:: Required work ::
In the mantis hiatus thread below, which species does Sheldon Johnson say he intends to keep?

:: Document passage ::

# Mantis Hiatus



## Sheldon Johnson (Aug 24, 2006)

As some of you may have notied i havnt been posting much at the moment and the "project" i was planning to release has fallen way of track.

This next year i will be standing on my own 2 feet for the first time (which may not sound like much, but limited cash and M.E. means that this will be a tough year) and I will be completing the final year of my degree, so I've had to prioritise and this means most of my mantids are going.

This is my sort of fairwell to the mantis hobby for a little while. Quite simply, time is short and i dont have enough of it availible to me to carry on breeding on the level i have been for the last few years.

Anyway, i do intend to keep a few species going (gongylus, sybilla sp. and ceratomantis sp.) but the rest, i will be giving to a few close friends or selling, so keep an eye out on the for sale boards for them  

Finnaly, if i do owe you a favour for something in the past, dont think ive forgotten and if you think i have, feel free to call it in and ill see what i can do.

Well i guess thats it really, I'm pretty sure ill be here from time to time and i will continue to work on my project when i can. Anyway, feel free to contact me if you ever need any help or advice.

So thats it, take care everyone and see you in a year.


----------



## Rob Byatt (Aug 24, 2006)

I know how you feel mate. We'll keep in touch as always. And don't drink too much at Uni or you'll end up loosing your mind like I did !

Take it easy fella, Rob.

ps. post this in the general discussions bit (this is non mantid stuff).


----------



## danswan (Aug 24, 2006)

> I will be completing the final year of my degree, so I've had to prioritise and this means most of my mantids are going.This is my sort of fairwell to the mantis hobby for a little while.


I've enjoyed your posts and contributions the last few years, Sheldon. I took a Hiatus of necessity myself, but returned, and and am confident that you'll likewise be back eventually.

Best of luck, Sheldon.


----------

:: Items ::
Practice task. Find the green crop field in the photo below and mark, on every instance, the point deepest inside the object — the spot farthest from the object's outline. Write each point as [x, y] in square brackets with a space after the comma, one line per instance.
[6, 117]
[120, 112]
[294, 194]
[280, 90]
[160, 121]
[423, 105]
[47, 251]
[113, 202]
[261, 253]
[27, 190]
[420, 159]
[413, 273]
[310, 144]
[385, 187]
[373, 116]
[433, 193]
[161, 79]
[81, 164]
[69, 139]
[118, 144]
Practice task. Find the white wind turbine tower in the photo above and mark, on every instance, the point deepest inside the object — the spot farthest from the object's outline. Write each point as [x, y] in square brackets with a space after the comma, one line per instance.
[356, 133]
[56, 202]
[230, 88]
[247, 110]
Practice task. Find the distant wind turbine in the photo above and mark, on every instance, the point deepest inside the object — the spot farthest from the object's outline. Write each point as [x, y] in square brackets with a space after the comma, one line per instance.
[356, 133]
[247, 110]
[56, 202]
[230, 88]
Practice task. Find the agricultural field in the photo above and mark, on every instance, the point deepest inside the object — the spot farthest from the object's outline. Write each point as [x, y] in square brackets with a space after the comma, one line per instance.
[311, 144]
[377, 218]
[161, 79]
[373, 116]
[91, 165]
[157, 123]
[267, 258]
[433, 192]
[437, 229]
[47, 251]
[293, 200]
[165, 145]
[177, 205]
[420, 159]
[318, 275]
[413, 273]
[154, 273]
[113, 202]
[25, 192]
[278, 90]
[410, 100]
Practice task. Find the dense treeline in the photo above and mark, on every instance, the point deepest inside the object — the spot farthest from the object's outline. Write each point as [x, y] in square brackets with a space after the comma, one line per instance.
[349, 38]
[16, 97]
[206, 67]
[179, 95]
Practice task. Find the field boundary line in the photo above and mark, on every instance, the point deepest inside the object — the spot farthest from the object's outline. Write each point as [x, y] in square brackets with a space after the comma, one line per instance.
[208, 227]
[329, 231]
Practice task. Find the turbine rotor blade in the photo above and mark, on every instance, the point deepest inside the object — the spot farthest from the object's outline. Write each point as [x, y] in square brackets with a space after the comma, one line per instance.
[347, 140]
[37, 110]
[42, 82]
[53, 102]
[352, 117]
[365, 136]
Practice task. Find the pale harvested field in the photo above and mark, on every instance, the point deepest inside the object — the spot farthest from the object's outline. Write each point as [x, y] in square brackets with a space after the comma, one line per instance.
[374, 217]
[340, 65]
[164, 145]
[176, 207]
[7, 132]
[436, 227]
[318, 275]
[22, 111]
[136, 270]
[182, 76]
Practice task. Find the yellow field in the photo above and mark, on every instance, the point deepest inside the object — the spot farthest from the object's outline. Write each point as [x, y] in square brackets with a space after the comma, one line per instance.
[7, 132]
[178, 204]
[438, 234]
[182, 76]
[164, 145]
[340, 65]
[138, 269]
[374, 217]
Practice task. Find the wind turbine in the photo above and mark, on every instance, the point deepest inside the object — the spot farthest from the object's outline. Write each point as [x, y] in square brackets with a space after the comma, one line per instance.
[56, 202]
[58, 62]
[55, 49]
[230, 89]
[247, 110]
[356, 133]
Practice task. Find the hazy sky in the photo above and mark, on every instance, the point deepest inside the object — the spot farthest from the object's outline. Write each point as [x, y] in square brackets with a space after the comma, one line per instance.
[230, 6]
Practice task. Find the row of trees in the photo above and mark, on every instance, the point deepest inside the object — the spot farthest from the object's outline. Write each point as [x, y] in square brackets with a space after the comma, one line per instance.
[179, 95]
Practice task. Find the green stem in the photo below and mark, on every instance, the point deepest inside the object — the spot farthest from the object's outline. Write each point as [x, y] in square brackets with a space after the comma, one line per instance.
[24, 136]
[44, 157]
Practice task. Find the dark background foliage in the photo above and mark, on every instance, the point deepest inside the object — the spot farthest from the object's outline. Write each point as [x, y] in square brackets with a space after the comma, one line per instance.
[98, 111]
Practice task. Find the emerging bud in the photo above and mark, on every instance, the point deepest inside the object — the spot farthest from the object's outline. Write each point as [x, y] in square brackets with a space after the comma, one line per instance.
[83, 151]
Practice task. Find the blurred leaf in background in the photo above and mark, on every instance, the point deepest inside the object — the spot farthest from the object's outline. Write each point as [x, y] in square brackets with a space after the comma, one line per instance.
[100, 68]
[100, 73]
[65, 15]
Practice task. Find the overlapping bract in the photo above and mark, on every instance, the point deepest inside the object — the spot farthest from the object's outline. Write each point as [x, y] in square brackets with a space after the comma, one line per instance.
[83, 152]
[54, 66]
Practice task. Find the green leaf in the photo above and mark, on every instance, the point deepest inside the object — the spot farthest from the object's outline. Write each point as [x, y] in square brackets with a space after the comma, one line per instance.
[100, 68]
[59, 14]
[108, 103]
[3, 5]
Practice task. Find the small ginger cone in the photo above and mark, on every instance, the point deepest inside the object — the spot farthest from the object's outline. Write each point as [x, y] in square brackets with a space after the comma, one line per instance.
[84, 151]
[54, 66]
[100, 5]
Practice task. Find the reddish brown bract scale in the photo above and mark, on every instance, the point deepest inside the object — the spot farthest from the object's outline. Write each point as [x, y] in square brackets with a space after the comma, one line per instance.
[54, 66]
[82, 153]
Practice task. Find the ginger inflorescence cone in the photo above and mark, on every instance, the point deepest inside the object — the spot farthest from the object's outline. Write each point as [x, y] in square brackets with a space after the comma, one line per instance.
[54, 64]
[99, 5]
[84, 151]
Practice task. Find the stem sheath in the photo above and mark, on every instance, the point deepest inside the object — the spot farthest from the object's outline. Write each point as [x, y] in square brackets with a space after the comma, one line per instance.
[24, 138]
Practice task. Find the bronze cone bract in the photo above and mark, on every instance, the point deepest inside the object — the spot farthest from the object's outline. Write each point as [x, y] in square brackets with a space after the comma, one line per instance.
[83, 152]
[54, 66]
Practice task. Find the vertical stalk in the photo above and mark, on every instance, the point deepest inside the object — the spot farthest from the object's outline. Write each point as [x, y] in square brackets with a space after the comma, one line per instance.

:: Result of this task ::
Gongylus, sybilla sp. and ceratomantis sp.